- _Excerpt_:

Shimon Waronker is the headmaster of The New American Academy, PS 770, a public school that opened in 2010 in Crown Heights, Brooklyn, New York. He modeled The New American Academy's approach to education after Phillips Exeter Academy's methods.

==Early life and education==
Born Simón Bernardo Warren, Waronker was born to a non-Jewish Chilean mother and an American father. He grew up in Chile, Honduras, Uruguay and Guatemala. When Waronker was 11, his father died and his mother moved with Waronker and Waronker's two siblings to Rockville, Maryland. He graduated from the University of Maryland, College Park with a B.A. in 1990. He took the U.S. Military's basic course in military intelligence at Fort Huachuca, Arizona in 1991. Waronker graduated from the Rabbinical College of America in Morristown, New Jersey with a bachelor's degree in Rabbinical Studies in 1997. Waronker graduated from Touro College in New York City, New York with a master's degree in 2003. He graduated from the Harvard Graduate School of Education in Cambridge, Massachusetts in 2009 with a Master of Education degree.

Waronker converted to Judaism as an adult, and is a member of the Chabad-Lubavitch sect of Hasidic Judaism.

- _Parts of the exercise_:
**A)** According to the Shimon Waronker excerpt, in what year did The New American Academy open?
**B)** Reproduce everything in the Shimon Waronker excerpt from "Shimon Waronker is" down to "Exeter Academy's methods.".
You won't need the lines that come next.

Items from a dataset:
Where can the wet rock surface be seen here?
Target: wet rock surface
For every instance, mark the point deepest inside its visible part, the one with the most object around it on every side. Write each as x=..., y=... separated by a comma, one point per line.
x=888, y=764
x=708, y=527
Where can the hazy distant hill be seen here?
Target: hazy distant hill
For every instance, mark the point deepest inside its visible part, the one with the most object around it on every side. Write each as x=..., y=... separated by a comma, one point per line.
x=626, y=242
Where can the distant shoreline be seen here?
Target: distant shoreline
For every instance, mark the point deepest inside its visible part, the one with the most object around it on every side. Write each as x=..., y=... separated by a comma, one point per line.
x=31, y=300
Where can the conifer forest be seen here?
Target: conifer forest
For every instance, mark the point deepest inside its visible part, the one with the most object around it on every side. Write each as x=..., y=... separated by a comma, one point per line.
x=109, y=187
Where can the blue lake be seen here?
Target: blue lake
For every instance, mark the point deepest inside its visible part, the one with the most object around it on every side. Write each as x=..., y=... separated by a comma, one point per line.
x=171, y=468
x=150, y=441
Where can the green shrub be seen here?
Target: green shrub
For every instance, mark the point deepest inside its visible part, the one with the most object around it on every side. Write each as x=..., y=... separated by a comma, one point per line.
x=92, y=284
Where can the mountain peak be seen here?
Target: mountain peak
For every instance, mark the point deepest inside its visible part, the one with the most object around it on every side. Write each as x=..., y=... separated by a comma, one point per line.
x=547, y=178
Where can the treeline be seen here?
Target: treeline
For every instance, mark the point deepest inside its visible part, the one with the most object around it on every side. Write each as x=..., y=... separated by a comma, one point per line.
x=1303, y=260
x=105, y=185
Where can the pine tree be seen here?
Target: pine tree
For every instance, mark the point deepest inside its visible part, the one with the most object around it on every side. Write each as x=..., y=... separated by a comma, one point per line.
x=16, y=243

- _Expected results_:
**A)** 2010

**B)**
Shimon Waronker is the headmaster of The New American Academy, PS 770, a public school that opened in 2010 in Crown Heights, Brooklyn, New York. He modeled The New American Academy's approach to education after Phillips Exeter Academy's methods.